§ INSTRUCCIONES:
1: Responde estas preguntas sobre el texto de los nenes de la calle:
(a) ¿Dónde se le dice al nene, al principio, que debería haberse lavado las manos?
(b) ¿Qué había tirado en las vías del subte?
(c) ¿Qué cuatro cosas hace el nene en la última oración?
2: Actualiza las filas desde la primera hasta la que contiene "[321,286,336,300]", ambas incluidas, cambiando "let me know" por "tell me" sin tocar nada más. Entrega únicamente esas filas.

§ FRAGMENTO DEL DOCUMENTO:
%%

21 de febrero de 2010

Nenes de la calle

- ¿No fuiste capaz de lavarte las manos?
- No – respondieron las zapillas movedizas de un nene contra la columna. - ¿Y donde querías que lo hiciera?
- En el baño.
-¿En que baño?
- En cualquiera.

Había una flor tirada en las vías del subte.
Desde donde estaba parada veía de perfil a la chica sentada hablando con el nene. Mientras charlaban se reían, gritaban; no puedo decir que estuvieran tristes. Me enseñaron en ese instante lo que es disfrutar. Por un instante los imaginé en un patio de lo que sería su casa, y no acostados en un piso, pisado por miles. Viven una realidad donde cualquier banco, cualquier piso, cualquier baño es lo propio. Son dueños de todo y a la vez de nada. Ellos tienen derecho sobre las calles, ellos mandan.

Reyes desde tan chicos, esclavos desde su nacimiento.

La gente los mira con miedo, otros con una mezcla de horror y compasión. Pocos los miran. Por los andenes se funden dos cuadros, casi incompatibles: gente q camina rápido para llegar a algún lugar, gente que sube, gente q baja las escaleras. Personas que venden, personas que compran. Mujeres ciegas, ancianos débiles, hombres de negocios, madres preocupadas, estudiantes orgullosos de llevar sus apuntes a la vista, jóvenes con la mirada perdida. Y en medio de todo este malón de personalidades y personajes, están ellos. Están casi molestando, caminan por los pasillos del subte, exigen atención, “ese nene es peligroso”, así que hay que observarlo. El nene golpea las puertas, hace malabares, da besos, da la mano.

%%

§ FILAS PARA PROCESAR:
%%

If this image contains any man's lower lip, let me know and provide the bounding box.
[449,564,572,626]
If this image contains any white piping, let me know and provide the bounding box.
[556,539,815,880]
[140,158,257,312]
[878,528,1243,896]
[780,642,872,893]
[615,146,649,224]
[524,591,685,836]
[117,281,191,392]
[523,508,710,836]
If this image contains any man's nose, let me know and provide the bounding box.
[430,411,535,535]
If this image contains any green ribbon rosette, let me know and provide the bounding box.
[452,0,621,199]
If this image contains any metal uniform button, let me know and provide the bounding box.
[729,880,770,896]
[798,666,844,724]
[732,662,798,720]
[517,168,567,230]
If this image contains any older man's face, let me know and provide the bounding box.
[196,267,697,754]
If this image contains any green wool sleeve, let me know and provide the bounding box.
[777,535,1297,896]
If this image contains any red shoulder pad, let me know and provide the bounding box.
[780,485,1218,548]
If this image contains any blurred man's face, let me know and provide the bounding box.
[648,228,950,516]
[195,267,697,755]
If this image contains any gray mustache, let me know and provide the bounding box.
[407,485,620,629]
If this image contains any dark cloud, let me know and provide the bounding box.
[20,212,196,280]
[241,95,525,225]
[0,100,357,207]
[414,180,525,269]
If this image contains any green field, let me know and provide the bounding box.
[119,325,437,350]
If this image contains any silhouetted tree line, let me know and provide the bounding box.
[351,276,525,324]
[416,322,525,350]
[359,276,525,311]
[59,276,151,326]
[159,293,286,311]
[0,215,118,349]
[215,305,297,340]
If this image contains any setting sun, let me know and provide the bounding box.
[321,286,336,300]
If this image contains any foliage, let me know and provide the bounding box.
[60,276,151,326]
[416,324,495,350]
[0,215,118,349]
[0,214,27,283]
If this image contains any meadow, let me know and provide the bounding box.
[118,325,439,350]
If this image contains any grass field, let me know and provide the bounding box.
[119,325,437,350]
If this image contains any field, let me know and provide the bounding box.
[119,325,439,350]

%%

§ RESPUESTAS COMPLETAS:
1:
(a) En el baño; en cualquiera.
(b) Una flor.
(c) Golpea las puertas, hace malabares, da besos y da la mano.

2:
If this image contains any man's lower lip, tell me and provide the bounding box.
[449,564,572,626]
If this image contains any white piping, tell me and provide the bounding box.
[556,539,815,880]
[140,158,257,312]
[878,528,1243,896]
[780,642,872,893]
[615,146,649,224]
[524,591,685,836]
[117,281,191,392]
[523,508,710,836]
If this image contains any man's nose, tell me and provide the bounding box.
[430,411,535,535]
If this image contains any green ribbon rosette, tell me and provide the bounding box.
[452,0,621,199]
If this image contains any metal uniform button, tell me and provide the bounding box.
[729,880,770,896]
[798,666,844,724]
[732,662,798,720]
[517,168,567,230]
If this image contains any older man's face, tell me and provide the bounding box.
[196,267,697,754]
If this image contains any green wool sleeve, tell me and provide the bounding box.
[777,535,1297,896]
If this image contains any red shoulder pad, tell me and provide the bounding box.
[780,485,1218,548]
If this image contains any blurred man's face, tell me and provide the bounding box.
[648,228,950,516]
[195,267,697,755]
If this image contains any gray mustache, tell me and provide the bounding box.
[407,485,620,629]
If this image contains any dark cloud, tell me and provide the bounding box.
[20,212,196,280]
[241,95,525,225]
[0,100,357,207]
[414,180,525,269]
If this image contains any green field, tell me and provide the bounding box.
[119,325,437,350]
If this image contains any silhouetted tree line, tell me and provide the bounding box.
[351,276,525,324]
[416,322,525,350]
[359,276,525,311]
[59,276,151,326]
[159,293,286,311]
[0,215,118,349]
[215,305,297,340]
If this image contains any setting sun, tell me and provide the bounding box.
[321,286,336,300]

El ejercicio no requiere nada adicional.